> [DIRECTION A]:
Answer these questions about the January 26, 1943 column:
(i) In what hotel was the workroom where the writer spent an hour with Mr. Woollcott?
(ii) In what month does the writer believe the "Anthology of American Literature" will be out?
(iii) What had Mr. Woollcott agreed to do within the next few weeks?
> [DIRECTION B]: Reproduce the passage of the January 26, 1943 column starting with "JANUARY 26, 1943" and going on through "happy doing it.", switching "Monday" to "Tuesday".

═════ SELECTED EXTRACT ═════

JANUARY 26, 1943
WASHINGTON, Monday—The news reached me yesterday of the death of Mr. Alexander Woollcott. He has known, and all of his friends have for many months, that this threat hung over him; but he wanted to work and he did. These last few months, I think, he did as good work as at any time in his life, and was happy doing it.
I spent an hour with him not long ago in his Gotham Hotel workroom. He sat and talked over the last war and this one, our mistakes in between, what we must do to obviate their repetition and what he, himself, was trying to do. He talked of his friends, of the "Anthology of American Literature," which he had done with an eye to providing the boys in the service with something they would like to have with them wherever they were. This book will be out, I believe, in February, and I know the choices will be such that they will meet a variety of literary tastes. It will be a book one can live with for many days.
Life with Alexander Woollcott gone will lose some of its flavor. He had agreed to come back and spend a little time with us within the next few weeks. In spite of his foibles and eccentricities, or perhaps because of them, he was an enchanting guest. He told stories so well, he had known so many people and had an unending fund of material for conversation.

═════ EXTRACTED DATA ═════

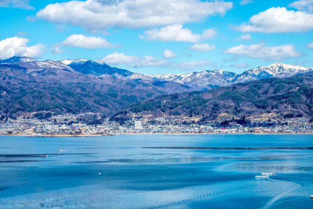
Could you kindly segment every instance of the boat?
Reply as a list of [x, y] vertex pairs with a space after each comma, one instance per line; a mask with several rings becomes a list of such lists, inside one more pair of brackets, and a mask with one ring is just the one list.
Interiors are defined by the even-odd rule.
[[255, 176], [255, 179], [268, 179], [268, 176]]
[[262, 176], [275, 176], [276, 174], [274, 172], [262, 172], [261, 175]]
[[49, 155], [40, 155], [40, 157], [49, 157]]

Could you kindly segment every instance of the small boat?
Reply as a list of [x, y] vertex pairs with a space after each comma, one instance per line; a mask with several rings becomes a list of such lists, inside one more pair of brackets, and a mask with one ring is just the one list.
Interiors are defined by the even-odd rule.
[[274, 172], [262, 172], [261, 175], [262, 176], [275, 176], [276, 174]]
[[268, 176], [255, 176], [255, 179], [268, 179]]
[[49, 155], [40, 155], [40, 157], [49, 157]]

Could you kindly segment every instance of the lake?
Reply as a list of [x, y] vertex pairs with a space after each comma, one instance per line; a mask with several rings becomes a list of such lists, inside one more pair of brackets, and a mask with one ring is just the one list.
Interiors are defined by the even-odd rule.
[[[0, 142], [0, 209], [313, 208], [312, 135]], [[263, 171], [277, 175], [254, 178]]]

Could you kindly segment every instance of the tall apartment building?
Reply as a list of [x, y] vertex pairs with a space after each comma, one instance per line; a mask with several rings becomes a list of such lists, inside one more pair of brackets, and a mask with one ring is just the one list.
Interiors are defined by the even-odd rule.
[[142, 125], [141, 124], [141, 121], [137, 120], [135, 121], [135, 130], [142, 129]]
[[113, 123], [113, 130], [119, 131], [119, 123], [116, 122]]

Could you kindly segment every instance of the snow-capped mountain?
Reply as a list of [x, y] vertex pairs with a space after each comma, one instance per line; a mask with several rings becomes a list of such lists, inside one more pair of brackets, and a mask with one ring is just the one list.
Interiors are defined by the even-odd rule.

═════

> [TASK SOLUTION A]:
(i) The Gotham Hotel.
(ii) February.
(iii) He had agreed to come back and spend a little time with the writer's household.

> [TASK SOLUTION B]:
JANUARY 26, 1943
WASHINGTON, Tuesday—The news reached me yesterday of the death of Mr. Alexander Woollcott. He has known, and all of his friends have for many months, that this threat hung over him; but he wanted to work and he did. These last few months, I think, he did as good work as at any time in his life, and was happy doing it.